:: Dataset rows on where objects appear ::
--- START ---
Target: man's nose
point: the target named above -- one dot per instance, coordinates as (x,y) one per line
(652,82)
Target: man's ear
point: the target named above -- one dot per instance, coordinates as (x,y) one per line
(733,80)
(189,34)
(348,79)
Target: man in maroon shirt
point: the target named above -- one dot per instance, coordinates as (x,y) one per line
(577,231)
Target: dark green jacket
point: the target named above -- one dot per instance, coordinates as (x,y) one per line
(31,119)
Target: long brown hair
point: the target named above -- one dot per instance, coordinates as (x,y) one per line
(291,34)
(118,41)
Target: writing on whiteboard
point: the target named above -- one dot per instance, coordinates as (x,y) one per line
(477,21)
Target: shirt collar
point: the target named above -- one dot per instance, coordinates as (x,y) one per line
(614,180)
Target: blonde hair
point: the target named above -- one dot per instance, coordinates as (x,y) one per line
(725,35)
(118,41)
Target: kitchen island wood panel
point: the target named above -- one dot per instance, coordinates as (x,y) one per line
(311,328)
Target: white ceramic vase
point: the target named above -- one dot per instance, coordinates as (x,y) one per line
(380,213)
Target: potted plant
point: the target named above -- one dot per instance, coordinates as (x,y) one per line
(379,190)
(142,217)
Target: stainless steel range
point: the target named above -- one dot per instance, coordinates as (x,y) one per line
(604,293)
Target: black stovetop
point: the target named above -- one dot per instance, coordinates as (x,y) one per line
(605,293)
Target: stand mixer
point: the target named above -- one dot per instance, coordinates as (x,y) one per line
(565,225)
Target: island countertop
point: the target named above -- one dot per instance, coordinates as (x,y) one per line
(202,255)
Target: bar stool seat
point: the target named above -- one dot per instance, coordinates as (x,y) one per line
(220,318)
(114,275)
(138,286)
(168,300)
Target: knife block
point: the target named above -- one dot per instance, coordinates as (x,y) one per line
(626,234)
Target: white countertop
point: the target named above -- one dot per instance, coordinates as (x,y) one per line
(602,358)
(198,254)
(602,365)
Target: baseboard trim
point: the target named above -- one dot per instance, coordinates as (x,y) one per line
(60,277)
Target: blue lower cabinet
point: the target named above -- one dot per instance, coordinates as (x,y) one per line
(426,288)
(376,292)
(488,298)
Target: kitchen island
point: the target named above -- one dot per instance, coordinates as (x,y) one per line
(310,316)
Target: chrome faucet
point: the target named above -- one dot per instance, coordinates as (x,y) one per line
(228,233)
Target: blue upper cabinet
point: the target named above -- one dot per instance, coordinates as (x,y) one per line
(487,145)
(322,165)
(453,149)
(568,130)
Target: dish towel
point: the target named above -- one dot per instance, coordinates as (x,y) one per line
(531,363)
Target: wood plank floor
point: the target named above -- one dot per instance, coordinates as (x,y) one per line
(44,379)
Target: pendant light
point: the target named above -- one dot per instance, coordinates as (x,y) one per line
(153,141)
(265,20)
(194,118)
--- END ---
Rewrite all of the material above, substituting "one dot per occurrence" for every occurrence of "one dot per instance" and leaving everything else unchanged.

:: RESULT BELOW ::
Target: man's nose
point: the target named above -- one dot per occurrence, coordinates as (x,y) one per line
(652,82)
Target: man's ear
point: the target named above -- one dot per occurrence, coordinates as (x,y) one per line
(733,80)
(189,34)
(348,79)
Target: man in maroon shirt
point: the target named above -- one dot per occurrence, coordinates as (x,y) one per line
(577,231)
Target: dark green jacket
point: the target named above -- one dot per occurrence, coordinates as (x,y) one per line
(31,119)
Target: long brown hair
point: the target named above -- one dot per occurrence, coordinates as (x,y) one per line
(291,34)
(118,41)
Target: writing on whiteboard
point: the target named above -- one dot per occurrence, coordinates as (x,y) one per line
(477,21)
Target: shirt collar
point: the target named above -- one dot per occurrence, coordinates as (x,y) one per line
(614,180)
Target: blonde hair
point: the target named above -- one dot per occurrence, coordinates as (x,y) one per line
(725,35)
(118,41)
Target: kitchen island wood panel
point: the target named above -- one dot per occurrence, coordinates as (x,y) one per line
(311,328)
Target: white ceramic vase
point: the target named above -- one dot per occurrence, coordinates as (x,y) one per line
(380,213)
Target: potted plant
point: the target named above -- one dot per occurrence, coordinates as (x,y) one per line
(379,190)
(142,217)
Target: stainless steel range
point: the target named above -- one dot per occurrence, coordinates as (x,y) one per line
(604,293)
Target: black stovetop
point: the target named above -- one dot per occurrence, coordinates as (x,y) one per line
(605,293)
Target: stand mixer
point: the target named above -- one dot per occurrence, coordinates as (x,y) one per line
(565,225)
Target: island countertop
point: the target named above -- one dot per occurrence, coordinates as (x,y) one per line
(202,255)
Target: bar stool seat
point: the target named above -- one dot per occurrence, coordinates as (x,y) one per line
(220,318)
(114,275)
(138,286)
(168,300)
Target: knife block
point: the target named above -- one dot per occurrence, coordinates as (x,y) one per line
(626,234)
Target: white countertop
point: the target named above -- one dot per occurrence, coordinates as (x,y) one per line
(602,358)
(198,254)
(602,365)
Target: baseboard trim
point: the target named above -- one dot per occurrence, coordinates as (x,y) one per line
(60,277)
Target: blue lower cabinet
point: the target named above -- one dot per occurrence, coordinates as (x,y) one per line
(426,288)
(376,292)
(488,298)
Target: kitchen island
point: the target named above -- one dot per occurrence, coordinates as (x,y) one per line
(310,316)
Target: chrome faucet
point: the target named above -- one dot per occurrence, coordinates as (x,y) one per line
(228,233)
Target: blue upper cabinet
point: the target named above -- one dot per occurrence, coordinates as (x,y) one per line
(487,145)
(322,165)
(453,149)
(568,130)
Target: dish towel
point: the target named above -- one dot per occurrence, coordinates as (x,y) one per line
(531,363)
Target: wood plank floor
point: the target named above -- one dot per occurrence, coordinates as (x,y) one per line
(44,379)
Target: pendant light
point: the target named above -- one dot per occurrence, coordinates as (x,y) one per line
(153,141)
(265,20)
(194,118)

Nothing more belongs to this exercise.